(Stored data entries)
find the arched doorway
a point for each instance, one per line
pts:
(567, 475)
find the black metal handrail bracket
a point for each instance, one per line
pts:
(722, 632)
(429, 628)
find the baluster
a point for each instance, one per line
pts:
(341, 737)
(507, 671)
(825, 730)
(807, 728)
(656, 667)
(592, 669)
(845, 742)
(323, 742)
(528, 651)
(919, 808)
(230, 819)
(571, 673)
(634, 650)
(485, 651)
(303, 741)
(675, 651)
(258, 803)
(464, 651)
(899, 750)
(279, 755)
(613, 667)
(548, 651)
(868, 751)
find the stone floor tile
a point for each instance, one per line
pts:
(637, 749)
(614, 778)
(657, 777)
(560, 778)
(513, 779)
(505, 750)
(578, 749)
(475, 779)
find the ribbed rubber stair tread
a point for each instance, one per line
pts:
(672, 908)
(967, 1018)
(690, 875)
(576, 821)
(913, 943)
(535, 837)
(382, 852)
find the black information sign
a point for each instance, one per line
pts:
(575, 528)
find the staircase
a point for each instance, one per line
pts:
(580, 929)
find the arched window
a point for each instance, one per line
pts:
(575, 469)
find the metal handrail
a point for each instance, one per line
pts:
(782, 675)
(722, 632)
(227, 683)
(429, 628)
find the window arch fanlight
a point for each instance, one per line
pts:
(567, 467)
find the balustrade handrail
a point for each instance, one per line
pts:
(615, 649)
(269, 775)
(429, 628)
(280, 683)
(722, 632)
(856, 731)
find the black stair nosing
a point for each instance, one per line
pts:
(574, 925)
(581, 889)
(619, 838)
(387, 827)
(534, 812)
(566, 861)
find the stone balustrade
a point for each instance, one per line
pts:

WHAT THE EXERCISE ASKS:
Could I ask you to return the records exactly and in full?

RESPONSE:
find the arched doorway
a point for each instance, one per line
pts:
(567, 475)
find the black metal handrail bracket
a point for each instance, one per line
pts:
(722, 632)
(429, 628)
find the baluster
a point for each instance, one per line
pts:
(341, 737)
(507, 671)
(825, 730)
(807, 728)
(656, 667)
(592, 669)
(845, 742)
(323, 742)
(528, 651)
(919, 808)
(230, 819)
(571, 673)
(634, 650)
(485, 651)
(303, 741)
(675, 651)
(258, 803)
(464, 651)
(899, 750)
(279, 755)
(613, 667)
(548, 651)
(868, 751)
find the stone floor tile
a point for each instance, one per line
pts:
(637, 749)
(614, 778)
(657, 777)
(560, 778)
(513, 779)
(505, 750)
(578, 749)
(475, 779)
find the ribbed rubber stair tread
a point for each instance, one per line
pts:
(672, 908)
(967, 1018)
(690, 875)
(576, 821)
(913, 943)
(535, 837)
(382, 852)
find the black information sign
a point for each instance, one per line
pts:
(575, 528)
find the staircase
a point for each instance, one per line
pts:
(580, 929)
find the arched window
a point for each instance, one per line
pts:
(575, 469)
find the metal handrail
a point for each instance, one per line
pts:
(782, 675)
(722, 632)
(227, 683)
(429, 628)
find the window arch fanlight
a point for each instance, one per line
pts:
(567, 467)
find the balustrade handrail
a point for each instance, one per line
pts:
(615, 649)
(269, 775)
(429, 628)
(280, 683)
(722, 632)
(856, 731)
find the black stair nosing
a point for each instance, one per line
pts:
(574, 925)
(581, 889)
(619, 838)
(387, 827)
(534, 812)
(566, 861)
find the stone balustrade
a point for each instance, one per line
pts:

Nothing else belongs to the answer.